AIM
Format the lines of data from the one containing "task: segment the glass window" through the one containing "[[[189,211],[182,190],[145,191],[143,195],[145,223],[189,222]]]", inclusive, as a numbered list, and leave out any blank lines.

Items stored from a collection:
↓

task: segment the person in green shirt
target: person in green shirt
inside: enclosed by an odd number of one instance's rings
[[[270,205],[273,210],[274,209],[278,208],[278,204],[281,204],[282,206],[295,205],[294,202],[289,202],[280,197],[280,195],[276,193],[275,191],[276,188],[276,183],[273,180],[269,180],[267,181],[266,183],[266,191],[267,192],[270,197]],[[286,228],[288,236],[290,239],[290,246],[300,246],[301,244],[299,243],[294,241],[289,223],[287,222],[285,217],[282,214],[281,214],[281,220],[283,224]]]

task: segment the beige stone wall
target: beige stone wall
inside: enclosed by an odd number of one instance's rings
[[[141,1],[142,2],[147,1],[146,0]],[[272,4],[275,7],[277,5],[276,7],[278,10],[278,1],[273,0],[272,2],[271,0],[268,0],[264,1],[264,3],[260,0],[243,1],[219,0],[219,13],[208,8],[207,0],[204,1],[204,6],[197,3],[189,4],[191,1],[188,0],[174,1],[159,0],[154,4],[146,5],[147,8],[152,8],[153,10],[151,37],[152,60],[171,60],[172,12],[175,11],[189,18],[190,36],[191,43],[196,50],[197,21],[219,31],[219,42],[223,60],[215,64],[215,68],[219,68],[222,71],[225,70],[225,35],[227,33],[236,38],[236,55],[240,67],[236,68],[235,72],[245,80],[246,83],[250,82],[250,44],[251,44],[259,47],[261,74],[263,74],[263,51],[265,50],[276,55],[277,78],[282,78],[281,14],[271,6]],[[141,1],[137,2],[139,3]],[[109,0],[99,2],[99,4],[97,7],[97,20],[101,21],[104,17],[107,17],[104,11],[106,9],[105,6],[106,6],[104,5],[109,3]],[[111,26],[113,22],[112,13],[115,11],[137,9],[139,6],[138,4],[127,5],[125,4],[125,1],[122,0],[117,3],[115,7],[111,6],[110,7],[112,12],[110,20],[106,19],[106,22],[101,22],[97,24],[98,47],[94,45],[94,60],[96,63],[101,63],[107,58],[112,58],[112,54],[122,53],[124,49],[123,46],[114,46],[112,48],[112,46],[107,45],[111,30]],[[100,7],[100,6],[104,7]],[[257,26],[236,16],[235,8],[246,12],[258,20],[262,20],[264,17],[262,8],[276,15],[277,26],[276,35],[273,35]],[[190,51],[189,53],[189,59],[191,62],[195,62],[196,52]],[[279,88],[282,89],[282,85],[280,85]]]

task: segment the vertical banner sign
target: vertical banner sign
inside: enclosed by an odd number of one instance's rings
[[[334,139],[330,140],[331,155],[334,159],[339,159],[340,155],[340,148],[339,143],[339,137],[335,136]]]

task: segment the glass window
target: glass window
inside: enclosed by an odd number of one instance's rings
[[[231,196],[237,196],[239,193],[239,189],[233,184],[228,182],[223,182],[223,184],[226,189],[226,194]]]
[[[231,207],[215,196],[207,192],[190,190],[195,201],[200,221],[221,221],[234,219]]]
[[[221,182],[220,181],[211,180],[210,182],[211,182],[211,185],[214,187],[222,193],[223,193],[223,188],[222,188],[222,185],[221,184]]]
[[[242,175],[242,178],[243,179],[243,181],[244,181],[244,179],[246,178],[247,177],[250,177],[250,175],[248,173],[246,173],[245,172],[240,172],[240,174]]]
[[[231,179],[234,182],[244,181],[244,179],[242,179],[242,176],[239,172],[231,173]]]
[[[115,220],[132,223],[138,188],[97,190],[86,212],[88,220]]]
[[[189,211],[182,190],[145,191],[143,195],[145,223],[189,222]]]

↑
↓

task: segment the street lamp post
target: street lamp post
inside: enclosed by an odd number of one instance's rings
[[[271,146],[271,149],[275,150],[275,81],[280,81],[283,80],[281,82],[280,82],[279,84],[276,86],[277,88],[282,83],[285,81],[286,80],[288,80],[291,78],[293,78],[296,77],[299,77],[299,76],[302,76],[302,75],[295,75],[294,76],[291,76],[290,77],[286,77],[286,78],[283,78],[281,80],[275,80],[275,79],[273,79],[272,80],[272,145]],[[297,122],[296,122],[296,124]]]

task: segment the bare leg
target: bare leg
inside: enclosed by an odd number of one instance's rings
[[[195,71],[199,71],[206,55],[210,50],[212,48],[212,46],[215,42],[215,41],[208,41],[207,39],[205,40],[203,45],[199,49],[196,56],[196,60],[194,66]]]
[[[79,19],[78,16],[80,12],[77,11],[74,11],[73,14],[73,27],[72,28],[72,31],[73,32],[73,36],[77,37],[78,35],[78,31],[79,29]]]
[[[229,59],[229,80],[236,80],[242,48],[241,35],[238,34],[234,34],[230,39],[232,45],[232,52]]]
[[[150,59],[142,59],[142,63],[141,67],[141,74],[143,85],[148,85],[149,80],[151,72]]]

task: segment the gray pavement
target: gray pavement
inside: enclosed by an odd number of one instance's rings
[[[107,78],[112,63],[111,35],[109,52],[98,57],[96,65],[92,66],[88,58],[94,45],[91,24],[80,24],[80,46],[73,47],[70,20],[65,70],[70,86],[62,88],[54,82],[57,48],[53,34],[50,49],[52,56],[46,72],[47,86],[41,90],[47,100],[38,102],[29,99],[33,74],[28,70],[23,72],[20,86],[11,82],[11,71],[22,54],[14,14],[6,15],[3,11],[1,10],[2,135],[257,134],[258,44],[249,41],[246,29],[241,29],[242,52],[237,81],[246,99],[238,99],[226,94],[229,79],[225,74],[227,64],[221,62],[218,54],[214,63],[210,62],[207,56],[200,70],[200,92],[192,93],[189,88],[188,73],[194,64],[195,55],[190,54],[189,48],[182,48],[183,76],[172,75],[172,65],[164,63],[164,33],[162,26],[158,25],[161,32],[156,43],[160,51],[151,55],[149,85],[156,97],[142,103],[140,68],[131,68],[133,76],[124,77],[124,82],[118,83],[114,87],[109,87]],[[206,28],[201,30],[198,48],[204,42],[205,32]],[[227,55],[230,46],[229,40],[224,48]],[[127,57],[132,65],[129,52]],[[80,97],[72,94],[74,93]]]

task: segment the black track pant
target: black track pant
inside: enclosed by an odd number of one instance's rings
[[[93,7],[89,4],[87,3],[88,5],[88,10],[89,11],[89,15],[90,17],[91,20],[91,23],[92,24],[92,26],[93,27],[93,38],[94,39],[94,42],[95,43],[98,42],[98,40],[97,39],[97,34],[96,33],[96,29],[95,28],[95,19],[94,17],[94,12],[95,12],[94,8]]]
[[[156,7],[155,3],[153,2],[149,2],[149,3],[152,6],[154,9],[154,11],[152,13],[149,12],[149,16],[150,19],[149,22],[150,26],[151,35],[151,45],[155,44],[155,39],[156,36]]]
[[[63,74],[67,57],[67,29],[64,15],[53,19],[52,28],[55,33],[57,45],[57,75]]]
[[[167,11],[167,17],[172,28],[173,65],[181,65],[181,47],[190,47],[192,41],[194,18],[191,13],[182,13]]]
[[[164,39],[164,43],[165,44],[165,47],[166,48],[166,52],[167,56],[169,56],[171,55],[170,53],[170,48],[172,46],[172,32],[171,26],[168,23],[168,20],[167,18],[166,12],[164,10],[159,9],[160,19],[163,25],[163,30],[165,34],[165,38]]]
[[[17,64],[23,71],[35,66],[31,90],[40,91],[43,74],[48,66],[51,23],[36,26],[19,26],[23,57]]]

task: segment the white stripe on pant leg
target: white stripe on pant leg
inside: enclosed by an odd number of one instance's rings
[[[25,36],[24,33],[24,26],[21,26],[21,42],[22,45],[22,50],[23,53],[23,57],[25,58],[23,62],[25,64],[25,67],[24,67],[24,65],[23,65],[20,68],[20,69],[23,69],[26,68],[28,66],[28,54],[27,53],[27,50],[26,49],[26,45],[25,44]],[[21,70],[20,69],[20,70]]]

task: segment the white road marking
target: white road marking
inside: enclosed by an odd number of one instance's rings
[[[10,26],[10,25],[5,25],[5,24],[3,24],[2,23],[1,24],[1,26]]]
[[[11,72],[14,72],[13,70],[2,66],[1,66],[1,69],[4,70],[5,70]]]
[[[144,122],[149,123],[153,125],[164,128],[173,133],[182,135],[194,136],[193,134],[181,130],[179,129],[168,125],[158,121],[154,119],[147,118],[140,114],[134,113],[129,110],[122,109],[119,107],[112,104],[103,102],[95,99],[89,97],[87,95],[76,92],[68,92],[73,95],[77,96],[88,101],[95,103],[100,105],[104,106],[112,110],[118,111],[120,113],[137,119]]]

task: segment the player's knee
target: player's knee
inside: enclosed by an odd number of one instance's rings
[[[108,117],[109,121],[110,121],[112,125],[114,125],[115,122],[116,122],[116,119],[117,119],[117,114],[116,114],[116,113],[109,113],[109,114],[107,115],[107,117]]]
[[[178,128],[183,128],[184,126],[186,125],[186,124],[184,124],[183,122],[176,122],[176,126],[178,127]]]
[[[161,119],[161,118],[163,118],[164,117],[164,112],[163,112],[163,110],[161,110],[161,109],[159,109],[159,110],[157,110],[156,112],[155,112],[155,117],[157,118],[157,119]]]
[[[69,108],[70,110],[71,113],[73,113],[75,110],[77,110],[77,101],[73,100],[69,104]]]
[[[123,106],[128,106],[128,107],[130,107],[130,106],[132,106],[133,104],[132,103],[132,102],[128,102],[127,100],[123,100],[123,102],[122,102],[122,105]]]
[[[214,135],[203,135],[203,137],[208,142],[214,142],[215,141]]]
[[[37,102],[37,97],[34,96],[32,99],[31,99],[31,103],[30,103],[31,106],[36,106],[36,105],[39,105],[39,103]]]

↑

TASK OUTPUT
1. task: segment the glass window
2. target: glass window
3. inside: enclosed by an odd number of one instance's rings
4. [[[231,196],[237,196],[239,193],[239,189],[233,184],[228,182],[223,182],[223,184],[226,189],[226,194]]]
5. [[[231,207],[215,196],[207,192],[190,190],[195,201],[200,221],[221,221],[234,219]]]
6. [[[221,182],[220,181],[211,180],[210,182],[211,182],[211,185],[214,187],[222,193],[223,193],[223,188],[222,188],[222,185],[221,184]]]
7. [[[242,175],[242,178],[243,179],[243,181],[244,181],[244,179],[246,178],[247,177],[250,177],[250,175],[248,173],[246,173],[245,172],[240,172],[240,174]]]
8. [[[231,179],[234,182],[244,181],[244,179],[242,179],[242,176],[239,172],[231,173]]]
9. [[[115,220],[132,223],[138,188],[97,190],[86,212],[88,220]]]
10. [[[189,211],[182,190],[145,191],[143,195],[145,223],[189,222]]]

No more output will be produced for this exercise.